* Begin INPUT RECORDS *
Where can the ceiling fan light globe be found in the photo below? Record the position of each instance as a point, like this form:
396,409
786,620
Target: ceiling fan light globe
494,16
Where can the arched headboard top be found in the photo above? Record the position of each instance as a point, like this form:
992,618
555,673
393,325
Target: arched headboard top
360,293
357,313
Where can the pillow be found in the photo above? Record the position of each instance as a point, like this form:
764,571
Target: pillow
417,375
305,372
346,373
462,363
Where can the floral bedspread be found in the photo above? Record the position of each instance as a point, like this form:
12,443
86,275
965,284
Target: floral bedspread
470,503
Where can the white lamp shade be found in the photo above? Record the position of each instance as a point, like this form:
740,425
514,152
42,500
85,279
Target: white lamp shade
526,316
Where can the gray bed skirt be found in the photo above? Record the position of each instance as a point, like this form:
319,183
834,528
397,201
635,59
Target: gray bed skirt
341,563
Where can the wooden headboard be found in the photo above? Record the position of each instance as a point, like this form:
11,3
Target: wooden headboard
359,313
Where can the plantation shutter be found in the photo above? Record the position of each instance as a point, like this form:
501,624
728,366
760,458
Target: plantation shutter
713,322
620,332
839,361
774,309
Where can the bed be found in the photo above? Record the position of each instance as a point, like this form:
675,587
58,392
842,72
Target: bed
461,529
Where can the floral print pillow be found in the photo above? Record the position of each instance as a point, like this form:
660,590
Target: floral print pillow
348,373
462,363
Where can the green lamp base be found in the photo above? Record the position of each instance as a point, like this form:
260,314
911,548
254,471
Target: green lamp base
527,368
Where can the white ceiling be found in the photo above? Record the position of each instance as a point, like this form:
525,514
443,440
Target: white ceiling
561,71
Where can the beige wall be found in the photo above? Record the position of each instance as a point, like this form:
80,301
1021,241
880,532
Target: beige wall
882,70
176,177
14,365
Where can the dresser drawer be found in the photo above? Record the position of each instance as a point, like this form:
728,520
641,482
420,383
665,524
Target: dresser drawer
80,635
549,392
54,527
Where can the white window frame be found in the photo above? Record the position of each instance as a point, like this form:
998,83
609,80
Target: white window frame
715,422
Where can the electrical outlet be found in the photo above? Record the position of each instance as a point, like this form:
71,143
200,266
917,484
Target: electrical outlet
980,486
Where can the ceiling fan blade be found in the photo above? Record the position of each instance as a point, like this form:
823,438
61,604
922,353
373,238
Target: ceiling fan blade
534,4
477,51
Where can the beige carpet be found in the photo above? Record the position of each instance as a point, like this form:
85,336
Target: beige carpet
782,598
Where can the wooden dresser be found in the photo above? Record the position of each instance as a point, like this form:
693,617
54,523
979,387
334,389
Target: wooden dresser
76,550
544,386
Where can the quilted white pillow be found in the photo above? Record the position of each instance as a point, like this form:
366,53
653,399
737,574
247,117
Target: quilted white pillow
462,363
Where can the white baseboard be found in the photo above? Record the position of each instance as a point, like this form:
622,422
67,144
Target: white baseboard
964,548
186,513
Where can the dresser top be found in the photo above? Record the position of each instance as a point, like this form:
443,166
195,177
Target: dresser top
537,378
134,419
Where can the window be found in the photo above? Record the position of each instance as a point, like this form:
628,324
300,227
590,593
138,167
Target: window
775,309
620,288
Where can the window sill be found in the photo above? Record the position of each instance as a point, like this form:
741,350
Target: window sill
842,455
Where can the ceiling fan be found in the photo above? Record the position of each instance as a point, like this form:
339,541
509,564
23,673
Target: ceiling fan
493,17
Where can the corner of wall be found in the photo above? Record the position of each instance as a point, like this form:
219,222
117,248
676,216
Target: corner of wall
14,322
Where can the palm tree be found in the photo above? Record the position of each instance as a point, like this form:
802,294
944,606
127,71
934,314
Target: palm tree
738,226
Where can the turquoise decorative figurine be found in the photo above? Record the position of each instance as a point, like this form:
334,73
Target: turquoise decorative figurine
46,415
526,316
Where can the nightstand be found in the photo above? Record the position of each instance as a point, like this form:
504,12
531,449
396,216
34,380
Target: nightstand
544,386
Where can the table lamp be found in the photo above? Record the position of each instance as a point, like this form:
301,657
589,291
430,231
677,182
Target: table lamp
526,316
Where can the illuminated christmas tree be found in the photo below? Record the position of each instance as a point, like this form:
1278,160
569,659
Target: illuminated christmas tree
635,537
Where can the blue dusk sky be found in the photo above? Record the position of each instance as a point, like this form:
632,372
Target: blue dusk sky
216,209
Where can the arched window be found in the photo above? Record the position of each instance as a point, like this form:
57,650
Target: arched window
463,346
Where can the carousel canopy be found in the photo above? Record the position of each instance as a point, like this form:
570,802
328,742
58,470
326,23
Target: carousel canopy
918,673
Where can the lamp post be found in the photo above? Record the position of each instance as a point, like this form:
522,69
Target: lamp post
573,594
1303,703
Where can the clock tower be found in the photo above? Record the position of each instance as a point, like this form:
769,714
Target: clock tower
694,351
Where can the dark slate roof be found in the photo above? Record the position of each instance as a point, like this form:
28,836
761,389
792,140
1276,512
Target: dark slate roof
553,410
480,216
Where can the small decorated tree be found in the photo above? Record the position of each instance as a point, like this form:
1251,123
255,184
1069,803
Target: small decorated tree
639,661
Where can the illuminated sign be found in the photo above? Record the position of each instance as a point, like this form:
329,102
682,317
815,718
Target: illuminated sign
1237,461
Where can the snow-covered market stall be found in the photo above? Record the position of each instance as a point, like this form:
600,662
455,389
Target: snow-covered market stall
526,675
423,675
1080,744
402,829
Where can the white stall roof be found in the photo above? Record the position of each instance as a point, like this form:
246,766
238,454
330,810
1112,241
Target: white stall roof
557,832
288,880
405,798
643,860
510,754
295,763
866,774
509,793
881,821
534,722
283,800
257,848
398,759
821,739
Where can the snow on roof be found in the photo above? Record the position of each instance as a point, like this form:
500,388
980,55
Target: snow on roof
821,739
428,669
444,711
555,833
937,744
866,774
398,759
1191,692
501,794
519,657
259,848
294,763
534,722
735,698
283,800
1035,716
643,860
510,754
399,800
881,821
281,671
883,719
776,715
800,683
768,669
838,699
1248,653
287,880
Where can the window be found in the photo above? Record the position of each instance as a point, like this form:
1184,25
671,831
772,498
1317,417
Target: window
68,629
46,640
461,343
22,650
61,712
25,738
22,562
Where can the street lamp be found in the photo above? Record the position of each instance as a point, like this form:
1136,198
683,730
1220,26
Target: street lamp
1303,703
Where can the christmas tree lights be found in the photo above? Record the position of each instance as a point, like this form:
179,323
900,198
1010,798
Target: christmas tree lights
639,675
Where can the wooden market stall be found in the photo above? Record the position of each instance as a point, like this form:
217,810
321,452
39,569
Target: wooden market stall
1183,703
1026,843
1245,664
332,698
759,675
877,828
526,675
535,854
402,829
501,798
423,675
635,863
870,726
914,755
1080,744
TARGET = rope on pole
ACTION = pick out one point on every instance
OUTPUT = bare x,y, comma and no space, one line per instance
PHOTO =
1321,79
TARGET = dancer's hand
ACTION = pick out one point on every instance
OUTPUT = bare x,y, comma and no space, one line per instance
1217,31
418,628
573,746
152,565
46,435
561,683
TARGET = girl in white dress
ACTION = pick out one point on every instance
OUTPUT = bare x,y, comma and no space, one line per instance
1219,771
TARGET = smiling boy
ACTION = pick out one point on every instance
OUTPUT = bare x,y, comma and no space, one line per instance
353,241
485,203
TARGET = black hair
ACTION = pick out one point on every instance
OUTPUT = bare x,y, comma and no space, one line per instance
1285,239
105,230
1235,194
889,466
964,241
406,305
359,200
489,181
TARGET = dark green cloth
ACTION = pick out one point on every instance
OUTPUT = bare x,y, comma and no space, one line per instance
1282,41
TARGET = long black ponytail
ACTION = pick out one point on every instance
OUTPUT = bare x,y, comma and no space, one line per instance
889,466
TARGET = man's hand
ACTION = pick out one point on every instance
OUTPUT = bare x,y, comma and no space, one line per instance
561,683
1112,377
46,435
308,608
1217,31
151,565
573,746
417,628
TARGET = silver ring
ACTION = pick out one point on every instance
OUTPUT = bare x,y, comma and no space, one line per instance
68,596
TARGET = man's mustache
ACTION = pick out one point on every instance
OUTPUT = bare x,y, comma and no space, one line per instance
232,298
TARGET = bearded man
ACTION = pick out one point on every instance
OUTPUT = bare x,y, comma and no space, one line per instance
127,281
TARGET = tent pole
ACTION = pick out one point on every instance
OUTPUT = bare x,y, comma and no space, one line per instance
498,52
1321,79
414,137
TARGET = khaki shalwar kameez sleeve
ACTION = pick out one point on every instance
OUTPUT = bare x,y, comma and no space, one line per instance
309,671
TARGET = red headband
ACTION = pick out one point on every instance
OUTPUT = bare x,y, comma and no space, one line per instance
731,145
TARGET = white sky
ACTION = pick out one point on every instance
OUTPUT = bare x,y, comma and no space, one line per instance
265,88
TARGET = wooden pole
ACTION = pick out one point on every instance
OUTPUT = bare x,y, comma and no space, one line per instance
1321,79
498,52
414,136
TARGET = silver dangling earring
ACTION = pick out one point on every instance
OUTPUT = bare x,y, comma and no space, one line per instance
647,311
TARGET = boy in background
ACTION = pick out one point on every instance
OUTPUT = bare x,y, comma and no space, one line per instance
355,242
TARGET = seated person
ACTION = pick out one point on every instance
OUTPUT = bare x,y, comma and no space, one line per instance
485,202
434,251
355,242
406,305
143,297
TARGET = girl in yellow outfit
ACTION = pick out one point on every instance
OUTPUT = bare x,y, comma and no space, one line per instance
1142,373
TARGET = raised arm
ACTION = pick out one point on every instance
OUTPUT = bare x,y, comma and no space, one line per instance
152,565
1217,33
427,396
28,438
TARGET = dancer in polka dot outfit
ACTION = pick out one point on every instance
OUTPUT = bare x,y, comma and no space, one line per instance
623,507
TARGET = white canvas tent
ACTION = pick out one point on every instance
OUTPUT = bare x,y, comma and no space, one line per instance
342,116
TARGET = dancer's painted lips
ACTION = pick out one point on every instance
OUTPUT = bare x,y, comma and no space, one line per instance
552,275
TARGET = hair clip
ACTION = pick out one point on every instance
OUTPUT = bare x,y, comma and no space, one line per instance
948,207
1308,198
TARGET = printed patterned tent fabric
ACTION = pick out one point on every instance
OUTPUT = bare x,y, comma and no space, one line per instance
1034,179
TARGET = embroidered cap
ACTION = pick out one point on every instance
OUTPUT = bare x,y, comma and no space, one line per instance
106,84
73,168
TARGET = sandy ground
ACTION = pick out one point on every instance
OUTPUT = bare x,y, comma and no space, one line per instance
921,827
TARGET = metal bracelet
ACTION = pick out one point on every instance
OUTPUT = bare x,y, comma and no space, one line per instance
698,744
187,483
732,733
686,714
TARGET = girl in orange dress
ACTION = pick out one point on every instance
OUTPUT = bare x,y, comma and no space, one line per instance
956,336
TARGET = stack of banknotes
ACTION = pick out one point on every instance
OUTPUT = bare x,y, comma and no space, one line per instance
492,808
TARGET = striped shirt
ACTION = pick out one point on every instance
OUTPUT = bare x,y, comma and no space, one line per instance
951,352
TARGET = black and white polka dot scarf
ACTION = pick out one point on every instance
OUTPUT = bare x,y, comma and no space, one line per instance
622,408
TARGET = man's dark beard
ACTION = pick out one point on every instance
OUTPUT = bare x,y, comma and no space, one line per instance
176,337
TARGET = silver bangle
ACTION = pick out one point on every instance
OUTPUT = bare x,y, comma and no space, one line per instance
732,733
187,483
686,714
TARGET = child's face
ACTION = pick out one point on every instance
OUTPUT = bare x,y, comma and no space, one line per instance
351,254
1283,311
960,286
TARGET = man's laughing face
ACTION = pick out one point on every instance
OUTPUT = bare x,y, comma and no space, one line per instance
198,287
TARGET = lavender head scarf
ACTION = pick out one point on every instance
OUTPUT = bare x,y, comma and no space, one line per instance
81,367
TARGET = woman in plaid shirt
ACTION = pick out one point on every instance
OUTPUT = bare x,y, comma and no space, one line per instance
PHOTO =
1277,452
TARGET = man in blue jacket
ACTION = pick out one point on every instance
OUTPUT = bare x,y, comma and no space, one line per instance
* End INPUT RECORDS *
◆ **DIRECTIONS**: With the line containing "TARGET = stack of banknotes" as the first and the last line of the records as the final one, print exactly the lines in that span.

◆ **FINISHED ANSWER**:
TARGET = stack of banknotes
ACTION = pick out one point on every instance
OUTPUT = bare x,y, comma and no space, one line per instance
492,808
TARGET = striped shirt
ACTION = pick out one point on every instance
OUTPUT = bare x,y, comma and no space, one line per instance
951,352
TARGET = black and white polka dot scarf
ACTION = pick out one point on every instance
OUTPUT = bare x,y, comma and no space, one line per instance
622,408
TARGET = man's dark beard
ACTION = pick out one point on every instance
OUTPUT = bare x,y, comma and no space, one line per instance
176,337
TARGET = silver bangle
ACTION = pick out one point on every instance
OUTPUT = bare x,y, comma and no space, one line per instance
732,733
187,483
686,714
TARGET = child's face
ACTION = pick out one point on every instance
OUTPUT = bare x,y, comma and no space, one line per instance
351,254
1283,311
960,286
TARGET = man's laughing face
ACTION = pick out one point on every instance
OUTPUT = bare x,y, comma and no space, one line per instance
198,287
TARGET = lavender head scarf
ACTION = pick out one point on every instance
OUTPUT = bare x,y, comma and no space, one line per instance
81,367
TARGET = woman in plaid shirt
ACTION = pick out one point on every instance
OUTPUT = bare x,y, comma and no space, one line per instance
PHOTO =
1277,452
TARGET = man in blue jacket
ACTION = pick out one point on every instance
OUTPUT = bare x,y, comma and no space, one line per instance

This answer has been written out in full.